### Task details:
Please give back word for word the lines of the material below between the line containing "Need: one point per instance of the man" and the line containing "Target: blue blouse sleeve", inclusive.

++++++++++

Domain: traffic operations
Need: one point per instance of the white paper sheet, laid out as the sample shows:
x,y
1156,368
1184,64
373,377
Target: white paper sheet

++++++++++

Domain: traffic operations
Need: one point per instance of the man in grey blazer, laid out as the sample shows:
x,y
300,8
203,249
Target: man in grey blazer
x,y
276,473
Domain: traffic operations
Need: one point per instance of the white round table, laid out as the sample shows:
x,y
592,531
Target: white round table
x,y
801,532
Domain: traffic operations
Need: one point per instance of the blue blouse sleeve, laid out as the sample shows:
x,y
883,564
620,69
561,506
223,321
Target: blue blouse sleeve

++++++++++

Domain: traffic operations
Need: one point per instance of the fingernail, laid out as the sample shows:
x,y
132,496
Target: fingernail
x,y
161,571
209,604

++++++++++

### Output of the task:
Need: one point per instance of the man in grey blazer, laid out as the sample shows:
x,y
300,8
203,249
Target: man in grey blazer
x,y
276,473
Domain: traffic operations
Need: one point per instance of the white round table, laid out as the sample shows:
x,y
592,531
Target: white round table
x,y
801,532
Domain: traffic operations
Need: one point per instance of the blue blouse sleeve, laid out as the sample shows:
x,y
883,564
620,69
561,506
223,321
Target: blue blouse sleeve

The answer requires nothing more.